* PROVIDED PASSAGE *
- Opening Delimiter -

By 2050, the number of people with dementia is expected to more than double. Providing care for this population could account for nearly one out of every five dollars spent on health globally, posing major challenges to those affected by the disease and for their loved ones. Health systems, already grappling with labor shortages, will strain to keep up. So, too, will governments as health care costs rise. Policy makers around the world need to prioritize providing sustainable and appropriate care for people with dementia. Dementia should become a policy priority in line with the World Health Organization (WHO) action plan, which aims to preserve the quality of life of individuals with dementia and their caregivers.
The WHO recommends keeping people at home whenever possible because this aligns with the wishes of people affected with dementia. Our research shows that costs are lower when patients are cared for at home. However, we were not able to capture the cost of family members’ unpaid labor and the opportunity cost of caring for their loved ones.
When people with dementia are cared for at home, they and their caregivers need support as they navigate difficult times. For example, as dementia progresses, patients need more and more help with medical appointments, transportation, and activities of daily living such as dressing, toileting, and bathing. Home caregivers often neglect their own needs to make sure the needs of their loved ones are met. For these reasons, the WHO recommends providing financial and emotional support to home caregivers.

- Closing Delimiter -

* APPLY WHAT YOU READ *
(A) Copy the part of the dementia care passage from "By 2050, the" to "and their caregivers." word for word.
(B) In the dementia care passage, what kind of support does the WHO recommend providing to home caregivers?
(C) Render this sentence from the dementia care passage in Spanish: "Home caregivers often neglect their own needs to make sure the needs of their loved ones are met."

* EXTRACTED INFORMATION *
- Opening Delimiter -

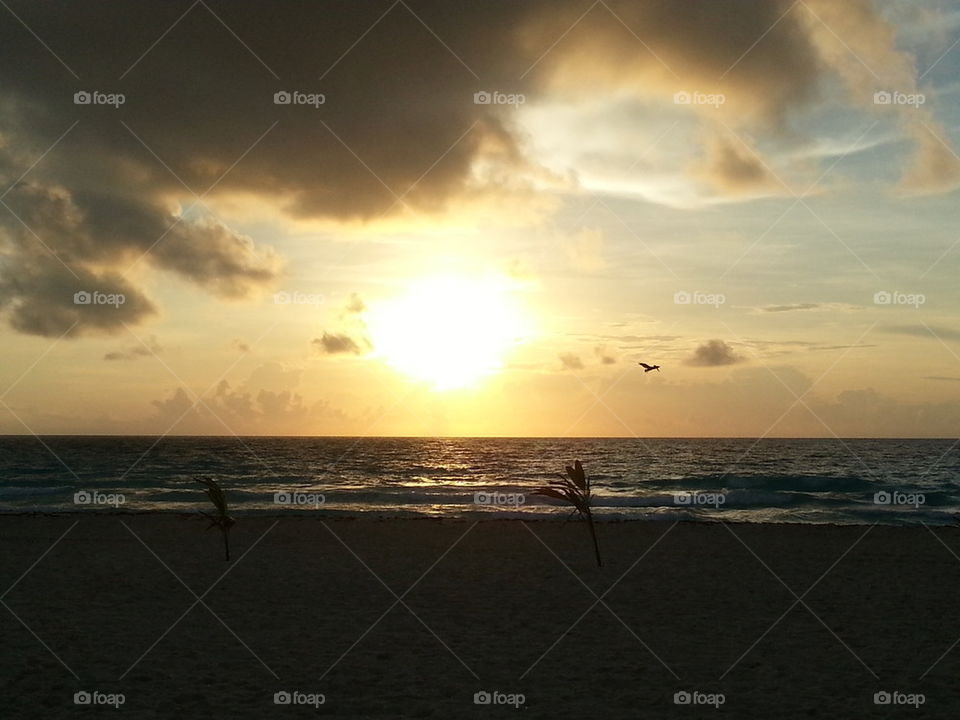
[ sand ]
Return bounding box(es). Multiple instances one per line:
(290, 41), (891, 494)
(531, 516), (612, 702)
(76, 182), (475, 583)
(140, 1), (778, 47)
(0, 515), (960, 720)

- Closing Delimiter -

* PER-TASK ANSWERS *
(A)
By 2050, the number of people with dementia is expected to more than double. Providing care for this population could account for nearly one out of every five dollars spent on health globally, posing major challenges to those affected by the disease and for their loved ones. Health systems, already grappling with labor shortages, will strain to keep up. So, too, will governments as health care costs rise. Policy makers around the world need to prioritize providing sustainable and appropriate care for people with dementia. Dementia should become a policy priority in line with the World Health Organization (WHO) action plan, which aims to preserve the quality of life of individuals with dementia and their caregivers.

(B) Financial and emotional support.

(C) Los cuidadores en el hogar a menudo descuidan sus propias necesidades para asegurarse de que se satisfagan las necesidades de sus seres queridos.